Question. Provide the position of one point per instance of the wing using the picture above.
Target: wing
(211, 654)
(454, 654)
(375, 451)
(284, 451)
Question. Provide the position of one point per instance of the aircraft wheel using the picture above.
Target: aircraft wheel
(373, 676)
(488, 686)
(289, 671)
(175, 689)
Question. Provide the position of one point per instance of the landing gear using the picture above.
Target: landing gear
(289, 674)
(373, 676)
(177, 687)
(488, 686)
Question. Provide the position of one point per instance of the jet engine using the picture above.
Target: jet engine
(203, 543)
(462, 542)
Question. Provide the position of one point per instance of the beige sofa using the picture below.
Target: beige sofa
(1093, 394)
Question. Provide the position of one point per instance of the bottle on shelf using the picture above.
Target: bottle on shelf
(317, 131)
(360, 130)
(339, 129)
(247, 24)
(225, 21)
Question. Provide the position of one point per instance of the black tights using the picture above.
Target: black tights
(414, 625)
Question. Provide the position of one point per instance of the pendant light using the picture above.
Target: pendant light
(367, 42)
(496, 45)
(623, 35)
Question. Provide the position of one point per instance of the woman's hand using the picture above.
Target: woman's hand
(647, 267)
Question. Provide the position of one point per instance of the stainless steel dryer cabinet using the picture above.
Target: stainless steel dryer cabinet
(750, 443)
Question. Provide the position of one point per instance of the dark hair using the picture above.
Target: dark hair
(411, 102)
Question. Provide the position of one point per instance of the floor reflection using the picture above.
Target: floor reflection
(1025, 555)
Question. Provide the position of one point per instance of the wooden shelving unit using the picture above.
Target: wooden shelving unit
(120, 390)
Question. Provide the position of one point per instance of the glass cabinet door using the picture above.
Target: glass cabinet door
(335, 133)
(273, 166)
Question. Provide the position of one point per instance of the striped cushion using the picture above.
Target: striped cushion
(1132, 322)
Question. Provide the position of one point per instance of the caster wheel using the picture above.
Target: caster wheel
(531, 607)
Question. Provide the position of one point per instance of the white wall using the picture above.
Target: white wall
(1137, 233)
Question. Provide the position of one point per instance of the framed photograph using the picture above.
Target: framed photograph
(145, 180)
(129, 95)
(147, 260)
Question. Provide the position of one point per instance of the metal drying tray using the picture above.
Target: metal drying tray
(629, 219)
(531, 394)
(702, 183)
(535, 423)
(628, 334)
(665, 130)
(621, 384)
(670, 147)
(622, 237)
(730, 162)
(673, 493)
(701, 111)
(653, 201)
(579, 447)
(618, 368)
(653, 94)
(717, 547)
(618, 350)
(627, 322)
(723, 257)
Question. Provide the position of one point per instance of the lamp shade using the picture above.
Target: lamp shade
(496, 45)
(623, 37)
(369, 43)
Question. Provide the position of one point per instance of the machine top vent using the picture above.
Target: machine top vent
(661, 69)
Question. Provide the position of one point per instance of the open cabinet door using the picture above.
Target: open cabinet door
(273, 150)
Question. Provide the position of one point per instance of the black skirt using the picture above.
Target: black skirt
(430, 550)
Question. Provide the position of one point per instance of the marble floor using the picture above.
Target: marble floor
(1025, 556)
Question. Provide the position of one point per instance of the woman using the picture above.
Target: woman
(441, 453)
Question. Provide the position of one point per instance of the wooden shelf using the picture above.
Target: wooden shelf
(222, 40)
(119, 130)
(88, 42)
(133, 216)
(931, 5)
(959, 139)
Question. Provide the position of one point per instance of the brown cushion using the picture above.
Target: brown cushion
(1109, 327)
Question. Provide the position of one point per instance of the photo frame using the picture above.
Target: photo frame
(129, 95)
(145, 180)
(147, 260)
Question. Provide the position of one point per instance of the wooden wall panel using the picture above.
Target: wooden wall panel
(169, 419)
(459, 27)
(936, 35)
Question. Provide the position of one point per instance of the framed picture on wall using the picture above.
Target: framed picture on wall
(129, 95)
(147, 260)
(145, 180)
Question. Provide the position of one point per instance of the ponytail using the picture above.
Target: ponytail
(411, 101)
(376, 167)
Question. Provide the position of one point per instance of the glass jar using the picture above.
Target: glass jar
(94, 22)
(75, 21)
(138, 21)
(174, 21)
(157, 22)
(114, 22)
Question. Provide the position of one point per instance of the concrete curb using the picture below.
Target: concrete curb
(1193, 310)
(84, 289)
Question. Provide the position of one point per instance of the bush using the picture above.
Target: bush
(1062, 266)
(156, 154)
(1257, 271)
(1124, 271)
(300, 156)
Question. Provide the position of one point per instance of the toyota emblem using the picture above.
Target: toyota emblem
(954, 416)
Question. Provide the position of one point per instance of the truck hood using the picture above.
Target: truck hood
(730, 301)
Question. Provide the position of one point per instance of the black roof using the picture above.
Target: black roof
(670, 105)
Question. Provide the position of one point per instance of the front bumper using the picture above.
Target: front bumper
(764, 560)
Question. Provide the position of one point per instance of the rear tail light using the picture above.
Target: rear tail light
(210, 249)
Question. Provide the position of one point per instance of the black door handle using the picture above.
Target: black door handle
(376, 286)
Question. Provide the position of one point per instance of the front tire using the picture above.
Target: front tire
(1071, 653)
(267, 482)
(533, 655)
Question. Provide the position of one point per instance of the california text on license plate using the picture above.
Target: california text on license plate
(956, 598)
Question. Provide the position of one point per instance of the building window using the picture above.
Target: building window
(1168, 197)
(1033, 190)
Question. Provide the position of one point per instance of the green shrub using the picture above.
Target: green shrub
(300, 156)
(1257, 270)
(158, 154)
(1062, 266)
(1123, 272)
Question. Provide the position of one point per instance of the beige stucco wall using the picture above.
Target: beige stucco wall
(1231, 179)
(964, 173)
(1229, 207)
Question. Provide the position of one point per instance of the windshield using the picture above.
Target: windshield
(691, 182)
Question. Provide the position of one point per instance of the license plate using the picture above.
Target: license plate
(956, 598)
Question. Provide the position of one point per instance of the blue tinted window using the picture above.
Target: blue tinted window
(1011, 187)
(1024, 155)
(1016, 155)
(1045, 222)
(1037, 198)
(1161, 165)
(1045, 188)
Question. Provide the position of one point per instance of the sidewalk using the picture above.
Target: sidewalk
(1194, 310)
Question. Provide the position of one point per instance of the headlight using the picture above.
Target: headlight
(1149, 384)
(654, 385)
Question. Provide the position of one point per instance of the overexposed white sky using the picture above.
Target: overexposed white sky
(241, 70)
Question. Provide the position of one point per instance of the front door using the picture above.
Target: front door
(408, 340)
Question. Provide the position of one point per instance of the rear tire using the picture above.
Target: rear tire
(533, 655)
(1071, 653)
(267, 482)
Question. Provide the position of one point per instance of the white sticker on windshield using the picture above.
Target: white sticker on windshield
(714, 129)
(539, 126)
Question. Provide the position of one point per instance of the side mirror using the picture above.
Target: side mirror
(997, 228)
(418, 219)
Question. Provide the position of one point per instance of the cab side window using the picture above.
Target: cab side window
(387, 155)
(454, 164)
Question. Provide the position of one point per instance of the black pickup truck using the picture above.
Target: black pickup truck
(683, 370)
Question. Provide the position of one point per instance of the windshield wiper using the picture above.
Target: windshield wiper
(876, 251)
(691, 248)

- [What to work on]: With the line that has "tray using the picture above." as the first and the line that has "on wall using the picture above." as the last, repeat exactly that run of lines above and no more.

- [Response for this exercise]:
Question. Provide the position of one point per instance of the metal drying tray using the picture above.
Target: metal drying tray
(629, 219)
(531, 394)
(702, 183)
(535, 423)
(628, 334)
(665, 130)
(621, 384)
(670, 147)
(622, 237)
(730, 162)
(673, 493)
(701, 111)
(653, 201)
(579, 447)
(618, 368)
(653, 94)
(717, 547)
(618, 350)
(627, 322)
(723, 257)
Question. Provide the position of one point per instance of the lamp shade using the picture above.
Target: lamp shade
(496, 45)
(623, 37)
(369, 43)
Question. Provide the position of one point per instance of the machine top vent using the picture above.
Target: machine top vent
(661, 69)
Question. Provide the position of one point per instance of the open cabinet door using the picture above.
Target: open cabinet door
(273, 150)
Question. Provide the position of one point per instance of the black skirt using the picture above.
Target: black skirt
(430, 550)
Question. Provide the position of one point per instance of the marble floor using the picture above.
Target: marble floor
(1025, 556)
Question. Provide the position of one point per instance of the woman using the picture above.
Target: woman
(441, 453)
Question. Provide the position of one point per instance of the wooden shelf using the picture above.
Target: wooden shelf
(222, 40)
(119, 130)
(88, 42)
(133, 216)
(931, 5)
(959, 139)
Question. Provide the position of one point per instance of the brown cushion using the picture above.
Target: brown cushion
(1109, 327)
Question. Provide the position of one point per instance of the photo frame using the picture above.
Target: photo frame
(129, 95)
(145, 180)
(147, 260)
Question. Provide the position of one point per instance of the wooden wall panel using the picture above.
Target: wooden wall panel
(169, 419)
(459, 27)
(936, 35)
Question. Provide the position of one point per instance of the framed picture on wall using the picture above.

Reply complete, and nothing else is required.